Rewrite each of the rows below with "disc" changed to "circle" and nothing else altered. Omit the pictures from your answer.

### Data
^^^^^^^^^^^^^^^^

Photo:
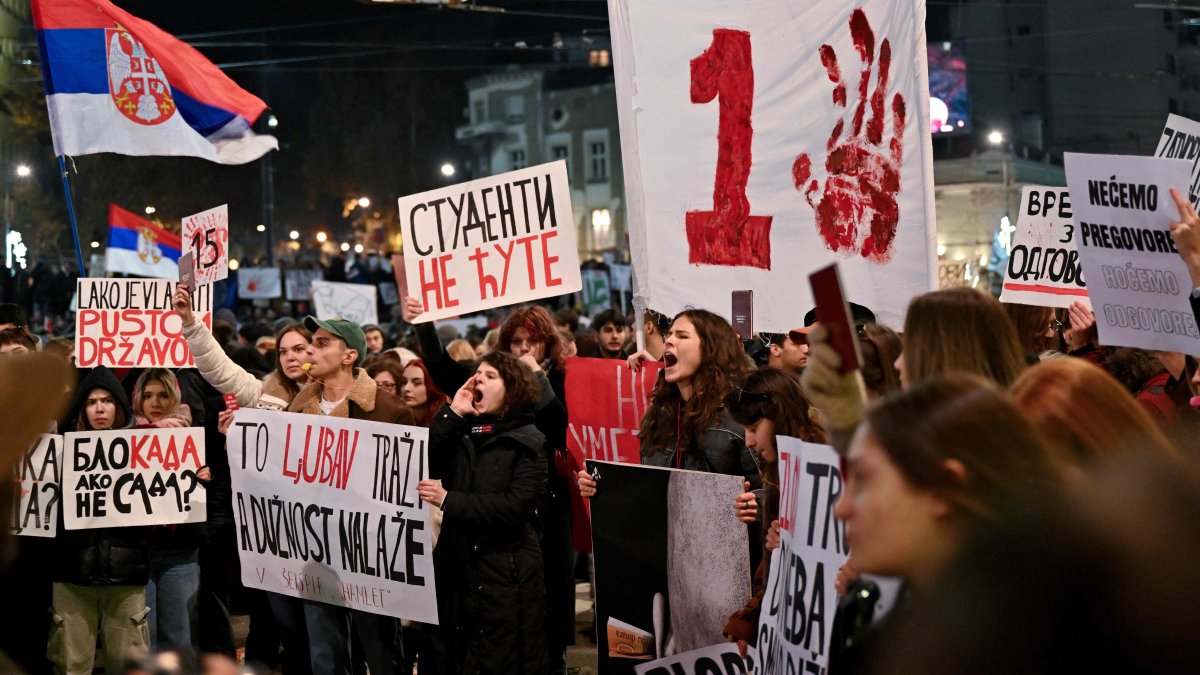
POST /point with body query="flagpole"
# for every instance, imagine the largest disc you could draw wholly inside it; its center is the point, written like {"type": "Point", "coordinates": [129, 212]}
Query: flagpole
{"type": "Point", "coordinates": [75, 228]}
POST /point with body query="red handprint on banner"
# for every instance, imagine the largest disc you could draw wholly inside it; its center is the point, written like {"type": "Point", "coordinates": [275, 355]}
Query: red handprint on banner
{"type": "Point", "coordinates": [863, 175]}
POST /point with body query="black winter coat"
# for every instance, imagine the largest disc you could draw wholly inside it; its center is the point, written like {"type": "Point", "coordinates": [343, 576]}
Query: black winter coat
{"type": "Point", "coordinates": [108, 556]}
{"type": "Point", "coordinates": [491, 593]}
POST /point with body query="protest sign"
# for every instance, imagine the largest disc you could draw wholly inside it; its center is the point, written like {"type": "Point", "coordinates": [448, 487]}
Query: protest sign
{"type": "Point", "coordinates": [259, 282]}
{"type": "Point", "coordinates": [352, 302]}
{"type": "Point", "coordinates": [40, 473]}
{"type": "Point", "coordinates": [796, 620]}
{"type": "Point", "coordinates": [605, 404]}
{"type": "Point", "coordinates": [1181, 141]}
{"type": "Point", "coordinates": [671, 561]}
{"type": "Point", "coordinates": [1043, 267]}
{"type": "Point", "coordinates": [718, 203]}
{"type": "Point", "coordinates": [328, 511]}
{"type": "Point", "coordinates": [1138, 282]}
{"type": "Point", "coordinates": [490, 243]}
{"type": "Point", "coordinates": [300, 282]}
{"type": "Point", "coordinates": [129, 477]}
{"type": "Point", "coordinates": [717, 659]}
{"type": "Point", "coordinates": [130, 323]}
{"type": "Point", "coordinates": [207, 236]}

^^^^^^^^^^^^^^^^

### Exercise solution
Photo:
POST /point with body query="flagpole"
# for every instance, imagine the largest circle you could draw wholly inside it; its center is the point, written like {"type": "Point", "coordinates": [129, 212]}
Query: flagpole
{"type": "Point", "coordinates": [75, 228]}
POST /point with body query="red handprint on banner"
# for every instance, imagine the largest circle you could draw wholly inside it; its center is the point, written like {"type": "Point", "coordinates": [275, 355]}
Query: red handprint on banner
{"type": "Point", "coordinates": [863, 175]}
POST /point with body query="black winter coat"
# for every instance, imagine the largest circle you could draw wholly inside it; its center is the point, written like {"type": "Point", "coordinates": [343, 576]}
Query: black winter coat
{"type": "Point", "coordinates": [108, 556]}
{"type": "Point", "coordinates": [491, 593]}
POST /point with body query="protest sign"
# for every instance, imagine the largest circle you could draw wholly inside it; its center is the point, written like {"type": "Point", "coordinates": [448, 487]}
Query: protest sign
{"type": "Point", "coordinates": [259, 282]}
{"type": "Point", "coordinates": [352, 302]}
{"type": "Point", "coordinates": [40, 473]}
{"type": "Point", "coordinates": [796, 620]}
{"type": "Point", "coordinates": [605, 404]}
{"type": "Point", "coordinates": [1181, 141]}
{"type": "Point", "coordinates": [671, 561]}
{"type": "Point", "coordinates": [1043, 267]}
{"type": "Point", "coordinates": [718, 203]}
{"type": "Point", "coordinates": [328, 511]}
{"type": "Point", "coordinates": [1138, 282]}
{"type": "Point", "coordinates": [490, 243]}
{"type": "Point", "coordinates": [300, 282]}
{"type": "Point", "coordinates": [129, 477]}
{"type": "Point", "coordinates": [717, 659]}
{"type": "Point", "coordinates": [130, 323]}
{"type": "Point", "coordinates": [207, 236]}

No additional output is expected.